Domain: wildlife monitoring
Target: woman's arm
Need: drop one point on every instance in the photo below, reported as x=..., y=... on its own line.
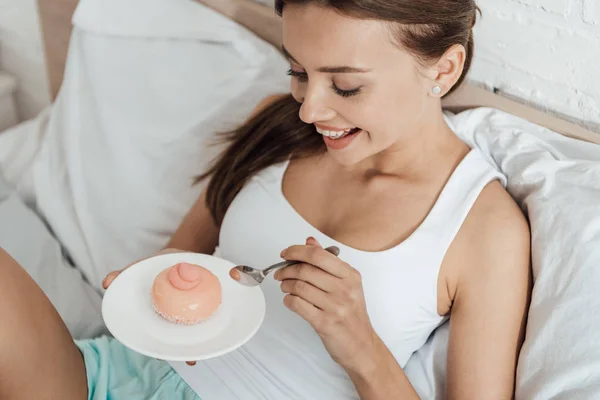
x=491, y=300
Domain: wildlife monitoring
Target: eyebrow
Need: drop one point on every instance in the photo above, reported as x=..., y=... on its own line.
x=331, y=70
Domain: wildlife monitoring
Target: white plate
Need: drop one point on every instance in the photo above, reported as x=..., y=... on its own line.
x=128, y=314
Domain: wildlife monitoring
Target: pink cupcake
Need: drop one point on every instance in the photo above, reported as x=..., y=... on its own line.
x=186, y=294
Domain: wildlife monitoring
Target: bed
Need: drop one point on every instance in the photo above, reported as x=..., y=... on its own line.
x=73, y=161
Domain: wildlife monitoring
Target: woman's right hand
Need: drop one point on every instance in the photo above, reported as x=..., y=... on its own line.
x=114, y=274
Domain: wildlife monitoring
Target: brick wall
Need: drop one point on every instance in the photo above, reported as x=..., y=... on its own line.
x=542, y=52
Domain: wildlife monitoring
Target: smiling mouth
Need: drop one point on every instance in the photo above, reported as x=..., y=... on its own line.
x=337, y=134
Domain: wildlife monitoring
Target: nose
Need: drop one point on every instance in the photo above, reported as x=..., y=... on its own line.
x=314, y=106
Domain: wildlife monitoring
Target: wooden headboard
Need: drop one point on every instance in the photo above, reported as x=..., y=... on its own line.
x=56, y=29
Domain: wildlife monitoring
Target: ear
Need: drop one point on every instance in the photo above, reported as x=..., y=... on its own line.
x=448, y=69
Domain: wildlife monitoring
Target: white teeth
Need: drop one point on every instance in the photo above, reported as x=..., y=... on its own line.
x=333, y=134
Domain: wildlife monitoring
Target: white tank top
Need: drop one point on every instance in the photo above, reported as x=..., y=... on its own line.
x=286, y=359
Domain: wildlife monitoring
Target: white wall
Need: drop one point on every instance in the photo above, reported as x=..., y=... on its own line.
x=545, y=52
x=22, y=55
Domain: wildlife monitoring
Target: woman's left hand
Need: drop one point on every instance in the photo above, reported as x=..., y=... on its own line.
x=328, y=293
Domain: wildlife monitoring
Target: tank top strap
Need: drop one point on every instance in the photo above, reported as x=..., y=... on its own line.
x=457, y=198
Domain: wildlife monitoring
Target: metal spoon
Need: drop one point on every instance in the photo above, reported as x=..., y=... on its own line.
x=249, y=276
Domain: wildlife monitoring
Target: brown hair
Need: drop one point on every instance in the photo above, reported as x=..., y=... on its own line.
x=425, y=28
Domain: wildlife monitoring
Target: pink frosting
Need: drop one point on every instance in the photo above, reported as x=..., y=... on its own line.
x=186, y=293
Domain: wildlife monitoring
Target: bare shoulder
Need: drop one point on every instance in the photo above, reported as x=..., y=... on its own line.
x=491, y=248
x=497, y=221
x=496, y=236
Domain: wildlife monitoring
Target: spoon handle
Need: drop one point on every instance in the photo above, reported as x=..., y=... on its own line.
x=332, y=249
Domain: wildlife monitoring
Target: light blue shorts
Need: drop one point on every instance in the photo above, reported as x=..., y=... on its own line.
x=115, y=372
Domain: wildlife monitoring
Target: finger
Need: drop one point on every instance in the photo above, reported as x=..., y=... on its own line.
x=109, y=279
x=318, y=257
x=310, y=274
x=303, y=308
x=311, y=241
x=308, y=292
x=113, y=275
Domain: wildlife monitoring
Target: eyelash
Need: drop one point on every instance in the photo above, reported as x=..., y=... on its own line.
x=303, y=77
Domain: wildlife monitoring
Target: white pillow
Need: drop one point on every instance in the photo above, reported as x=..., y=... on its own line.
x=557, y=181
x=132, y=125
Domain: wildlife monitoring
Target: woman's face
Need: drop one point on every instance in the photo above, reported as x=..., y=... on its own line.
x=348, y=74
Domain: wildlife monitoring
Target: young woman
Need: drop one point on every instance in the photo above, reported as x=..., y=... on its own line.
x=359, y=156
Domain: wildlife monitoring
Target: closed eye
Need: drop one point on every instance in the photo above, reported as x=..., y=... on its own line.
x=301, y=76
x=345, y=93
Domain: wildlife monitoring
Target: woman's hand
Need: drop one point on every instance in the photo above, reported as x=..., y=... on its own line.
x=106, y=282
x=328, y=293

--------------------------------------------------

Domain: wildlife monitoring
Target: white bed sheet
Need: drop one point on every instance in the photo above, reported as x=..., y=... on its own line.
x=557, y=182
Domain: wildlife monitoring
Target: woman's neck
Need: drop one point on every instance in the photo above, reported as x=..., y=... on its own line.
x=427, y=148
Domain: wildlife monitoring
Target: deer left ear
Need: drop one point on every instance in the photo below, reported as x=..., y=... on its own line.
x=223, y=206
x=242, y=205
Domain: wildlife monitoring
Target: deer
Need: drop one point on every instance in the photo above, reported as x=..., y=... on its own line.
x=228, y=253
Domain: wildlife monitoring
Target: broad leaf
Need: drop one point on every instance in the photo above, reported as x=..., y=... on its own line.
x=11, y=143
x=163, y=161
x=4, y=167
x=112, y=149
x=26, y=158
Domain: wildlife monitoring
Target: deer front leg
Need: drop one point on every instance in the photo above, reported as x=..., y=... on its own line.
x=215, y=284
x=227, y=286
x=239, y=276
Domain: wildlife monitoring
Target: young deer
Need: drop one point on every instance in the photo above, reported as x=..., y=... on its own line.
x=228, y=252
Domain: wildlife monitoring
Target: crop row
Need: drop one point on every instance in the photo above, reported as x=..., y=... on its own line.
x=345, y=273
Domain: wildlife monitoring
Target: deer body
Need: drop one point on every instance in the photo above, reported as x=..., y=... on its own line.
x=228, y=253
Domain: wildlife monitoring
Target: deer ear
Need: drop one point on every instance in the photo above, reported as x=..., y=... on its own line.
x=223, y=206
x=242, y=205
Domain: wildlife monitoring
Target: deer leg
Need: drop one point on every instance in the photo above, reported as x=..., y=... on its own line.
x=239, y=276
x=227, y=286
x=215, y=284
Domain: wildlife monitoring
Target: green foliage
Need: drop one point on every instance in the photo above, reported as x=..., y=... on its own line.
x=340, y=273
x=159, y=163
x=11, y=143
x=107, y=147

--------------------------------------------------

■ WORK REQUEST: Out of the preceding entries, pull every line containing the string "pink".

■ RESULT OF THIS TASK:
Target: pink cupcake
Target: pink frosting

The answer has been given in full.